• TASK BRIEF:
Copy the data below line for line, changing no character.

(Records from a point labeling set)

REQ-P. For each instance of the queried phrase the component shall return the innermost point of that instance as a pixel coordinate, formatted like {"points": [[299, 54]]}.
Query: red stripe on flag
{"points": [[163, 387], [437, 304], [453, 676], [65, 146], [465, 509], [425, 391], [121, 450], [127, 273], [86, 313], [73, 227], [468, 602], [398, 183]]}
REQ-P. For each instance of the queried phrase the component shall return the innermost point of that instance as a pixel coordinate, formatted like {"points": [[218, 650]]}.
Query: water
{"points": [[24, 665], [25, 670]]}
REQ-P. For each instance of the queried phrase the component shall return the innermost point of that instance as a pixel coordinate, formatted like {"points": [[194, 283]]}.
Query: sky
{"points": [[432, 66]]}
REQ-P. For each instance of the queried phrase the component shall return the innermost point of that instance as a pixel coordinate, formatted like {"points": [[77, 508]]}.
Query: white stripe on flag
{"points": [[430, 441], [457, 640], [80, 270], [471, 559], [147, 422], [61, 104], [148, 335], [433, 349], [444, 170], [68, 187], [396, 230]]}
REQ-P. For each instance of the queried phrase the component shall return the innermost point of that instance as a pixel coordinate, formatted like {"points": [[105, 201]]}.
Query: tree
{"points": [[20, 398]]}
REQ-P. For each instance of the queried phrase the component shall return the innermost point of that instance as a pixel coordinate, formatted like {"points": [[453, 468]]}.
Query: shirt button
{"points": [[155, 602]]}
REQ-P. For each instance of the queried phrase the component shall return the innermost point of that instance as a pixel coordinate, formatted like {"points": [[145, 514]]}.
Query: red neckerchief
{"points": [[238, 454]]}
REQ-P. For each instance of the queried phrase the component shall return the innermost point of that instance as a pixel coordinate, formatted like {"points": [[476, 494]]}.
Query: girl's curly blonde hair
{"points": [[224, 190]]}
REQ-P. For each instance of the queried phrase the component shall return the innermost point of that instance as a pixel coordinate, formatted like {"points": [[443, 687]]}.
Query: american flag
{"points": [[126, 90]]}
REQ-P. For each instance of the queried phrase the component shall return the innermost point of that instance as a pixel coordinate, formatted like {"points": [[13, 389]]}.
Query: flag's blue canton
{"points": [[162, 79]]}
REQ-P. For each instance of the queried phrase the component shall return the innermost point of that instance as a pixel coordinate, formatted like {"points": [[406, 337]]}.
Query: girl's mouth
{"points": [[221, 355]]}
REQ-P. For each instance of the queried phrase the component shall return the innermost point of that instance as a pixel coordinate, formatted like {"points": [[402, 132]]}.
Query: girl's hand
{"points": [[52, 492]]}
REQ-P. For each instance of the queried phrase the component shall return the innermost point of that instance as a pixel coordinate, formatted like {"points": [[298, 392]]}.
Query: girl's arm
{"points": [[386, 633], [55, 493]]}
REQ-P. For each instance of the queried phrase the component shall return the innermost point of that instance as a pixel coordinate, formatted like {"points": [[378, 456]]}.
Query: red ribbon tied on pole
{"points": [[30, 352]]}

• CORRECT OUTPUT:
REQ-P. For each instance of the queried phrase the component shall return the innermost point of that instance as a pixel coordinate, formatted like {"points": [[299, 54]]}.
Query: red stripe on flag
{"points": [[163, 387], [437, 304], [453, 676], [65, 146], [465, 509], [425, 391], [121, 450], [127, 273], [86, 313], [73, 227], [468, 602], [398, 183]]}
REQ-P. For each instance of the queried phrase the component shall return the innermost point of that instance as a pixel coordinate, formatted like {"points": [[218, 650]]}.
Query: water
{"points": [[24, 665], [25, 670]]}
REQ-P. For each instance of the queried phrase the component shall return the innermost point of that instance as a pixel coordinate, formatted like {"points": [[194, 283]]}.
Query: sky
{"points": [[432, 66]]}
REQ-P. For each instance of the queried phrase the component shall return the innermost point of that instance as a pixel coordinate, formatted like {"points": [[77, 508]]}.
Query: white stripe on flag
{"points": [[430, 441], [457, 640], [80, 270], [471, 559], [147, 422], [61, 104], [148, 335], [433, 349], [444, 170], [68, 187], [396, 230]]}
REQ-P. For each instance of the queried phrase the component shall return the innermost point of that instance as a pixel coordinate, formatted like {"points": [[105, 201]]}.
Query: tree
{"points": [[20, 398]]}
REQ-P. For each instance of the queried phrase the component shall return the innermost point of that instance as a pixel coordinate, formatted like {"points": [[453, 468]]}.
Query: shirt button
{"points": [[155, 602]]}
REQ-P. For each instance of the queried phrase the component shall return the innermost point of that instance as a pixel coordinate, formatted like {"points": [[145, 514]]}.
Query: red neckerchief
{"points": [[238, 454]]}
REQ-P. For each instance of the queried phrase the component shall return the innermost point of that instance as a pixel coordinate, formatted like {"points": [[476, 494]]}.
Query: girl's curly blonde hair
{"points": [[224, 190]]}
REQ-P. For each instance of the queried phrase the component shall return the innermost point of that instance as a pixel coordinate, formatted like {"points": [[443, 687]]}.
Query: american flag
{"points": [[126, 90]]}
REQ-P. For each instance of the queried phrase the component shall return the innermost point of that instance as a pixel coordinate, formatted like {"points": [[13, 389]]}.
Query: flag's blue canton
{"points": [[162, 79]]}
REQ-P. For each instance of the queried phrase the component shall return the innermost point of that instance as a pixel coordinate, formatted like {"points": [[406, 337]]}.
Query: girl's mouth
{"points": [[221, 355]]}
REQ-P. For each instance of the queried phrase the component shall return the innermost point of that instance as a pixel coordinate, formatted like {"points": [[402, 132]]}.
Query: girl's hand
{"points": [[52, 492]]}
REQ-P. For each instance of the queried phrase the component shall return the innermost point of that instance as a pixel coordinate, formatted like {"points": [[298, 392]]}.
Query: girl's arm
{"points": [[386, 633], [55, 493]]}
REQ-P. For each instance of the queried phrase the component shall return the innermost point of that instance as a pixel coordinate, formatted like {"points": [[378, 456]]}.
Query: red ribbon tied on pole
{"points": [[30, 352]]}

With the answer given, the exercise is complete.